MATERIAL SHOWN ▸

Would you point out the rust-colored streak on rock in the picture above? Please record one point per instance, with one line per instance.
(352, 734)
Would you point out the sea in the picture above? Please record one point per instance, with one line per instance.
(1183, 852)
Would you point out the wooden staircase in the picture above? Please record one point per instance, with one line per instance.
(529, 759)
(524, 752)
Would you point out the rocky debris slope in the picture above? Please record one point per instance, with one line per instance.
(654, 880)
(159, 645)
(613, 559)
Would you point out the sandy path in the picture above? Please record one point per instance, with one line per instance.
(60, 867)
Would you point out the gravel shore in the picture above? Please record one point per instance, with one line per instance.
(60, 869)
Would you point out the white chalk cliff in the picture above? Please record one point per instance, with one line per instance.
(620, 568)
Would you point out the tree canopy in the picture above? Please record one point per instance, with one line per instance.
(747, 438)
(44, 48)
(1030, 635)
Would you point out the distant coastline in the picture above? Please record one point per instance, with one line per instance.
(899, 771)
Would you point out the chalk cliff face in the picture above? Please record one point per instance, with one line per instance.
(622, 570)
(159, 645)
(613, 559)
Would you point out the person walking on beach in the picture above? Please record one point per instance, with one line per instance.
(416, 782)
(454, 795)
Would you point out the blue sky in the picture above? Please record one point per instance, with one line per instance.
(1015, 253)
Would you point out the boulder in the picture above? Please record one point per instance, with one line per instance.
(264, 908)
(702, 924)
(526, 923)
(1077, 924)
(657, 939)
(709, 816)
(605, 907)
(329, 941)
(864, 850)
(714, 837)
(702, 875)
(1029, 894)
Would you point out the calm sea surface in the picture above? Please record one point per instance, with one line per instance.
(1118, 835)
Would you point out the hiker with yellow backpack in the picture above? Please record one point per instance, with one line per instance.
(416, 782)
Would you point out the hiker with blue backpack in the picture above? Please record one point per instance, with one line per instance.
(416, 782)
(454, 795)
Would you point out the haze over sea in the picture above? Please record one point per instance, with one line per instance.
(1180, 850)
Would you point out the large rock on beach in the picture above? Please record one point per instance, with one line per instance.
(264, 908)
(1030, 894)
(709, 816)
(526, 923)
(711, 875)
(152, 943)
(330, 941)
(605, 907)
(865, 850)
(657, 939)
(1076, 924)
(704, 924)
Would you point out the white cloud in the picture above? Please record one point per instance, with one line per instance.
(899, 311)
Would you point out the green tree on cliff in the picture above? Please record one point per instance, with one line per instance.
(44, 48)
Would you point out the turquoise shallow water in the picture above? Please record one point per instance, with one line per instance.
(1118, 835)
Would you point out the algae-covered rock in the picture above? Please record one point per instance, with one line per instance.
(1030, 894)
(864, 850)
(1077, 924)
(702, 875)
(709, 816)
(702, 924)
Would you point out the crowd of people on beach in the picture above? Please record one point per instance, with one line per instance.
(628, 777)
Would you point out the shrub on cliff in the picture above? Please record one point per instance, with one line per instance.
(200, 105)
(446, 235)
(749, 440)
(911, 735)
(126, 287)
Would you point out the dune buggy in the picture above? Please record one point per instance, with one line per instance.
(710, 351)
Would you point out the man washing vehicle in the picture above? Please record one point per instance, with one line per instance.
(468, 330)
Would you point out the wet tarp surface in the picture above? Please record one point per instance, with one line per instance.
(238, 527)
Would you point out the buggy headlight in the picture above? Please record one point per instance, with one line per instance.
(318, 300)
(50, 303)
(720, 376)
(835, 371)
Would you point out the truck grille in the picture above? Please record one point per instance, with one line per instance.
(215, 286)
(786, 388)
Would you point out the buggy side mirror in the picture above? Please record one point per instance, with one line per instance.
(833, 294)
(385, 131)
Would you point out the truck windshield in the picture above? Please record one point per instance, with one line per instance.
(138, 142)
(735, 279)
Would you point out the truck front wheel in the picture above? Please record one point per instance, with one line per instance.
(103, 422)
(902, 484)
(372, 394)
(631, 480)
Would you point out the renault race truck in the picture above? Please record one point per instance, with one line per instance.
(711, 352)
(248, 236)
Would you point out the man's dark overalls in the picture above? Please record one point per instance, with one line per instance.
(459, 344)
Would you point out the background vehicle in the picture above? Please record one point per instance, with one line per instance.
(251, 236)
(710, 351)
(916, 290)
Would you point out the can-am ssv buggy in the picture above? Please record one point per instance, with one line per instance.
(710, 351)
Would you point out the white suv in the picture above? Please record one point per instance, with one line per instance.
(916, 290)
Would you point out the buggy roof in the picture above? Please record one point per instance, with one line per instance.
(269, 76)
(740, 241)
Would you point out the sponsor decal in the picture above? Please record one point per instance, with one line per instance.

THE PROBLEM ▸ Copy the records word for word.

OUTPUT FOR THIS EXERCISE ▸
Would you point out the rust-colored streak on rock in the picture above? Please record one point per instance, with one line per instance.
(352, 734)
Would you point out the sea in the picture above? Please record one point per instance, with one line per instance.
(1183, 852)
Would you point out the wooden staircase in the picture above? Please record one point per instance, with one line per instance.
(529, 759)
(524, 752)
Would you point out the rocky debris slope in the picture above? Please record one point per instance, with one line per instance.
(654, 880)
(159, 645)
(613, 559)
Would you point out the sandy path in the picture above? Please record one point per instance, with one line per instance.
(60, 867)
Would you point out the gravel shore in the picture above? Please record one point per instance, with one line per instance.
(60, 869)
Would you point out the white chalk cliff in the picture above? Please record one point per instance, with one line per instance.
(620, 568)
Would you point out the tree canopy in the picture above? Please record one point per instance, with one line per instance.
(747, 438)
(44, 48)
(1030, 635)
Would you point out the distant coastline in the picture above? Please record one point per instance, with one line per instance.
(899, 771)
Would you point out the chalk cliff face in the picture above? Please record one point per instance, with one line per instance.
(622, 570)
(159, 645)
(613, 559)
Would you point out the person walking on beach in the picture above? Please record one point per instance, with one line per instance.
(416, 782)
(454, 795)
Would you point out the blue sky in the picture above? Please record one point per instance, with one line per instance.
(1015, 253)
Would you point out the boulder in the picture above? Please record one point per instance, with one line per instance.
(264, 908)
(702, 924)
(526, 923)
(1077, 924)
(657, 939)
(709, 816)
(605, 907)
(329, 941)
(864, 850)
(714, 837)
(702, 875)
(1029, 894)
Would you point out the calm sea surface in the picture above? Please record one point per instance, with one line per instance.
(1118, 835)
Would you point out the hiker with yellow backpack in the picture above? Please record one point per instance, with one line per instance.
(416, 782)
Would you point out the hiker with blue backpack in the picture above? Please record one point per instance, with one line per instance.
(416, 782)
(454, 795)
Would you point out the haze over sea in the picture above? Please record one point per instance, with one line per instance.
(1180, 850)
Would you point out the large rock on beach in the picture above? Please record one point per instance, with one line per instance.
(264, 908)
(1030, 894)
(709, 816)
(526, 923)
(711, 875)
(152, 943)
(330, 941)
(605, 907)
(865, 850)
(657, 939)
(1076, 924)
(704, 924)
Would you point out the white cloud in the picture above? Please record one point per instance, with one line per instance.
(899, 311)
Would you point out the green tree on cliff in the picture above? Please record one point per instance, with one line per instance.
(44, 48)
Would you point out the turquoise shallow water in the picture above? Please record one point per instance, with one line per instance.
(1118, 835)
Would you point out the algae-covered rock in the picture above? Please record one point per instance, with one line per instance.
(1030, 894)
(864, 850)
(1077, 924)
(702, 875)
(709, 816)
(702, 924)
Would you point out the crowd of people on beach in the picture above? Please record one point per instance, with one line per instance.
(628, 777)
Would you point out the shrub on cliff in the picture above? Please record one point per instance, with one line per instance.
(200, 105)
(446, 235)
(749, 440)
(911, 735)
(126, 287)
Would you point out the dune buggy in the picture above? Please record one point per instance, with one line per instance.
(710, 351)
Would you point out the man washing vehicle in the picture above? Please record one point per instance, with one line per instance.
(468, 330)
Would you point out the wet tarp surface in the picture above? Please record one point per instance, with one line per instance.
(238, 527)
Would you point out the buggy headlight in the picture above? Please record one point per instance, with one line per instance.
(318, 300)
(50, 303)
(720, 376)
(835, 371)
Would you point out the truck grille in the picture above? Please record one point per instance, with one line per instance.
(215, 286)
(786, 388)
Would you point out the buggy side mirror in the picture above? Please record one point per instance, with one line per instance.
(833, 294)
(385, 131)
Would you point out the truck windshield in the picture above? Please record one point per instance, with one line per instance.
(138, 142)
(735, 279)
Would you point out the truck front wheel in the picture above? Please record one point per instance, with one line per instance.
(103, 422)
(902, 484)
(372, 394)
(631, 480)
Would you point out the renault race truck in the picture above? Please record one point per instance, with one line per instance.
(711, 352)
(248, 236)
Would you point out the man's dark overalls in the picture above? Please record one point per instance, with one line per instance.
(459, 344)
Would you point out the background vehicle in the picture above? Please record one point per instance, with one line per instance.
(251, 236)
(710, 351)
(916, 290)
Would you point out the can-am ssv buggy in the picture above? Please record one point per instance, with one line per instance.
(710, 351)
Would you point out the white suv in the picture above? Please record one point per instance, with one line per instance.
(916, 290)
Would you point out the buggy roof in the picture above? Please record one point per instance, with one line per instance.
(269, 76)
(740, 241)
Would you point out the sponsor decal in the picture above? Please record one point per instance, with one line per instance.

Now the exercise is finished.